## Requirement
All that should appear is the line containing "If you could put a dot on the fog" and the lines after it in the records below, each reproduced exactly.
╭─ Supplied entries
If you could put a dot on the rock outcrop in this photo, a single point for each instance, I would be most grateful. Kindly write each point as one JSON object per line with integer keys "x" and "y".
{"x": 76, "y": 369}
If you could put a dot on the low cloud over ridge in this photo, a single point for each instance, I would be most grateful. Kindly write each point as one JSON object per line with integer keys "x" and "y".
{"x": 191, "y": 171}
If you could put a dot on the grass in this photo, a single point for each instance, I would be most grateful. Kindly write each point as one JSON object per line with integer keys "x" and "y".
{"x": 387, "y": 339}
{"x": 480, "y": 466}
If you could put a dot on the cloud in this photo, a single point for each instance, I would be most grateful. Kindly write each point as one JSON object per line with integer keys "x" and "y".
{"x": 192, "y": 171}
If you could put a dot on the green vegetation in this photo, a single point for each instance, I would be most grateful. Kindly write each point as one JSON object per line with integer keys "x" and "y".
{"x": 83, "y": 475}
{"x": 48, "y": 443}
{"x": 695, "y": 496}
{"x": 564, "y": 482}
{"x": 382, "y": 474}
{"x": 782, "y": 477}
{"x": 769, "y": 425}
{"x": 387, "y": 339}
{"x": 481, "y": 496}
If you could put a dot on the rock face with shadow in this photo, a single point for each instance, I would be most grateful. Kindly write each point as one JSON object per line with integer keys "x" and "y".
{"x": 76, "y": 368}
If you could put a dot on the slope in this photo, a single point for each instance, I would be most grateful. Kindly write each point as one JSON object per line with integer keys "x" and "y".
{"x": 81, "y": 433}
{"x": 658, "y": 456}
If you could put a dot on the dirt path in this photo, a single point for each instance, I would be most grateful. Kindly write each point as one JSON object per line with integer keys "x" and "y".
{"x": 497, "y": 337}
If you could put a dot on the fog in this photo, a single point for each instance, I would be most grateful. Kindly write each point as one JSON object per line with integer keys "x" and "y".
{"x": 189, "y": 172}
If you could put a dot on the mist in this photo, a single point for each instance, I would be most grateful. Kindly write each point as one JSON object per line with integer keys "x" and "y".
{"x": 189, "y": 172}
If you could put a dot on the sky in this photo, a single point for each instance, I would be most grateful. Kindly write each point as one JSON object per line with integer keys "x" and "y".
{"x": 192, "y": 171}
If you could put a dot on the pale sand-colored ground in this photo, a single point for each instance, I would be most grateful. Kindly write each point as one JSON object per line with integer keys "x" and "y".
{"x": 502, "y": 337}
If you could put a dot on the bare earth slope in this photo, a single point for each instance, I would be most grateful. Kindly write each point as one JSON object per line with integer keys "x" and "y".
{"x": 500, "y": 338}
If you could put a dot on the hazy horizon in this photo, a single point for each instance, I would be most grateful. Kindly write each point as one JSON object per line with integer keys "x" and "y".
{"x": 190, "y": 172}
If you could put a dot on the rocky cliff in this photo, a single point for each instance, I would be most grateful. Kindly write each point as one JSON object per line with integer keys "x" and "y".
╰─
## Exercise response
If you could put a dot on the fog in this photo, a single point for each instance, I would be most grateful. Kindly write each point as one JSON object per line with integer keys "x" and "y".
{"x": 189, "y": 172}
If you could put a dot on the mist in this photo, a single point for each instance, I would be most grateful. Kindly write each point as one JSON object per line with integer keys "x" and "y".
{"x": 189, "y": 172}
If you could put a dot on the sky in this photo, a single point for each instance, I would be most grateful. Kindly write each point as one JSON object per line with integer keys "x" and "y".
{"x": 192, "y": 171}
If you could put a dot on the pale sand-colored ground in this photo, a single point for each instance, I would be most grateful. Kindly write each point as one JSON object per line with integer keys "x" and "y".
{"x": 502, "y": 337}
If you could put a dot on the bare earth slope in this photo, a single point for each instance, I would be most grateful. Kindly write each point as one JSON object per line with integer keys "x" and "y".
{"x": 500, "y": 338}
If you could put a dot on the hazy horizon in this photo, a single point for each instance, I would be most grateful. Kindly write each point as one JSON object per line with integer keys "x" and "y".
{"x": 190, "y": 172}
If you could put a dot on the rocky cliff in this photo, a single point for each instance, I would be most grateful. Kindly write each point as one JSON object per line with integer keys "x" and "y".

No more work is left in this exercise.